Task brief >> Carry on the news report on Alex Salmond's trial, starting after its final sentence.
-- Document text follows --
One civil servant – who is known as Woman F and cannot be named for legal reasons – said the former first minister apologised to her in his Holyrood office after an alleged assault in late 2013. 

She said she felt a “mix of panic and disbelief” when Mr Salmond got on top of her on a bed, put his hands under her skirt, kissed her "sloppily and haphazardly" and murmured she was irresistible.

Mr Salmond is charged with sexually assaulting the woman with intent to rape in Bute House, his official residence in Edinburgh when he was first minister, in December 2013. He has lodged a special defence of consent to the allegation.

Meanwhile, a Scottish Government official, known as Woman G, said she felt like a “plaything” after Mr Salmond “smacked” her bottom in a restaurant at a dinner also attended by his wife in 2012.

In another alleged incident in April 2014, she told the court she felt frightened and trapped when Mr Salmond made inappropriate comments to her, put his arm around her and tried to kiss her in Bute House late at night.

When Mr Salmond’s lawyer, Gordon Jackson QC, questioned the seriousness of the incident, the woman said “it was serious enough for us to change staffing procedures on him”. 

She said: “It was serious enough that we determined that women were not allowed to work with him on their own unaccompanied.”

She later added: “Women were not to be alone with Mr Salmond in Bute House and he was not to receive any civil service private office support, I think it was after the hours of 7pm or 9pm, unless there was specific government business to attend to.”

Mr Salmond, 65, is on trial over accusations of sexual assault, including an attempted rape. He denies all the allegations.

He is accused of assaulting Woman F at the first minister's official residence, Bute House, in late 2013.

Woman F, who was being questioned by advocate depute Alex Prentice QC, told the court Mr Salmond said the pair should go to a bedroom to work as it was cold.

It was heard he then brought out a bottle of white Chinese spirit called Maotai and she drank a little.

The civil servant said he kept trying to top up her glass while he drank "steadily" until it was empty.

When she got up to leave, she said Mr Salmond told her "firmly" but not "aggressively" to get on the bed.

She said: “I felt quite panicked. This is very much within a working environment and culture where you do whatever it is that the First Minister asked of you, so I was trying to balance that and sitting very primly on the edge of the bed with a rising panic.”

After sitting on the edge of the bed, the woman said Mr Salmond got on top of her and began to kiss and touch her and murmured that she was "irresistible".

The complainer said: "The first minister was lying on top of me, he had his hands under the skirt of my dress and ran them over my thighs and my bottom.

"He was also running his hands over the bodice of my dress and over my breasts.

"He was kissing me around my face, quite sloppily and haphazardly, and he was repeatedly murmuring a phrase - it was something like 'you're irresistible’."

She also told the court: "I thought that he was going to remove my tights and my underwear, that he would be pushing the encounter physically further.”

She said she feared the situation would “keep escalating”. 

She said: “I very much felt that he was not going to stop.”

She said she was repeatedly saying words “to the effect of that I needed to be going, this was not a good idea”, and was also trying to “restrict the movement of the First Minister’s hands”.
-- Document text concluded --
-- Data to examine follows --
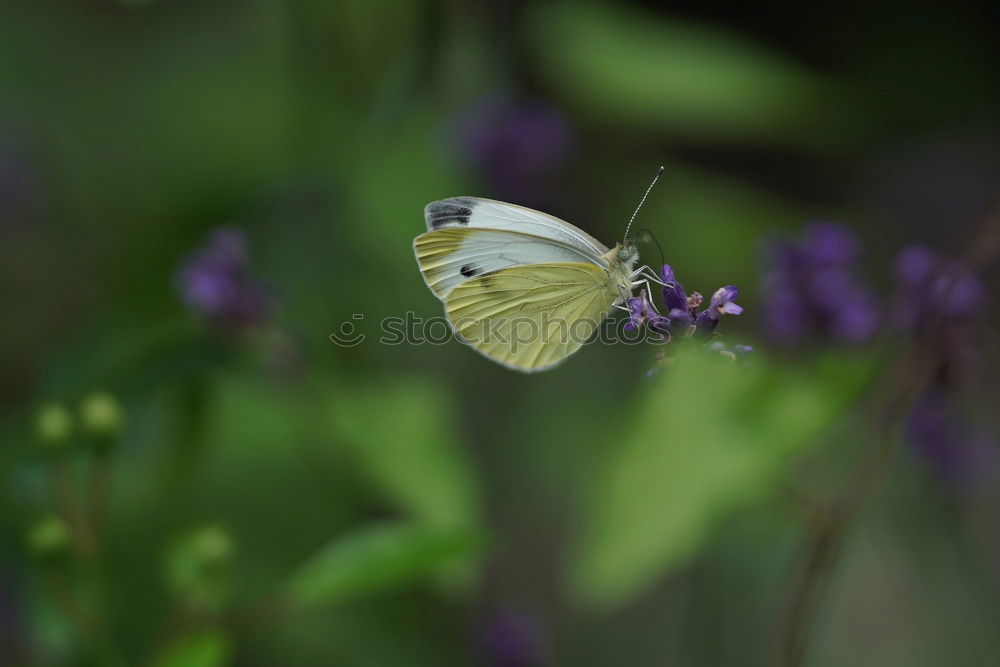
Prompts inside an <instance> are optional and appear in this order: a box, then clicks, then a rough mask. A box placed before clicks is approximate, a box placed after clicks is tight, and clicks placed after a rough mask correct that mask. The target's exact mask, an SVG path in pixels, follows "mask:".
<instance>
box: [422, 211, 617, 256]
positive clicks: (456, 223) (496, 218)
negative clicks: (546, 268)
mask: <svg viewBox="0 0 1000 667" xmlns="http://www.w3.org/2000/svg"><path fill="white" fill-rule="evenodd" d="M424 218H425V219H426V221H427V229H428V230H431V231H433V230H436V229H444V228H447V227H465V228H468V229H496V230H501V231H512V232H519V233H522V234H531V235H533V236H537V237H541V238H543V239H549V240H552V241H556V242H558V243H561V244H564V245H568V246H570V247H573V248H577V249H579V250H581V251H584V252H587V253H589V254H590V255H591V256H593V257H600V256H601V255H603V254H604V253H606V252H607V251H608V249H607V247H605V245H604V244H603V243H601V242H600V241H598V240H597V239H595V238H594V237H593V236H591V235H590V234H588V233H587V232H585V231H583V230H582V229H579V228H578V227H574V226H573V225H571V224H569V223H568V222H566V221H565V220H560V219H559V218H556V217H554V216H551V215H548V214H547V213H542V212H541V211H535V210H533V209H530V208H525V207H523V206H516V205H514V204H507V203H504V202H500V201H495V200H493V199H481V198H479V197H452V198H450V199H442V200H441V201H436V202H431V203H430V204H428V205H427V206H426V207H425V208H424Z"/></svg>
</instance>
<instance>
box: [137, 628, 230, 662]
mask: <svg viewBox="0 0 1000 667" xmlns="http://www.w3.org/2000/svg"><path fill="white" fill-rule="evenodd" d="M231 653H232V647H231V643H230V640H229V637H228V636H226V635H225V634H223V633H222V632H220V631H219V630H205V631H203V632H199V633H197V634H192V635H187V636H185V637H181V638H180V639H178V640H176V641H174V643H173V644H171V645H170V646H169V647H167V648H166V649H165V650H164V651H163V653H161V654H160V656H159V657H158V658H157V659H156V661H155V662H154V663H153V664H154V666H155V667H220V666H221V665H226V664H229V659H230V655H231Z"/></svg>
-- Data to examine concluded --
Reply to the task >>
She said Mr Salmond had either eventually stopped or had shifted his weight. 

She managed to get up from the bed and "said goodnight" to him.

The woman said she was “extremely upset” on the way home and messaged a colleague to say "that's an evening I'll need to forget”.

She said she met with this colleague in the following days. She told the court: “I don’t think that I told him the full details. 

“I was finding it extremely difficult to talk about and extremely difficult to get the words out, but I must have told him enough that part of his response, he said it could be a crime.”

The issue was then escalated, and Mr Salmond’s staff got involved. 

Mr Salmond later apologised to the woman in his Holyrood office.

She told the court: “The First Minister told me that he was sorry for what happened, that it had been unacceptable. 

“He said that he had been drinking more than usual, not just that night but in general, due to stress. 

“He said something along the lines of that he respected me, that he wanted us to be able to keep working together, and apologised.”

Mr Jackson later suggested there had simply been “a bit of a cuddle”.

The woman said she refuted any suggestion “that I cuddled the First Minister”. 

She also rejected a suggestion that an email she had sent after midnight saying there would be "one or two headaches in the morning" meant she had also been drinking heavily.

She said she was "not looking for a police process or a criminal justice process".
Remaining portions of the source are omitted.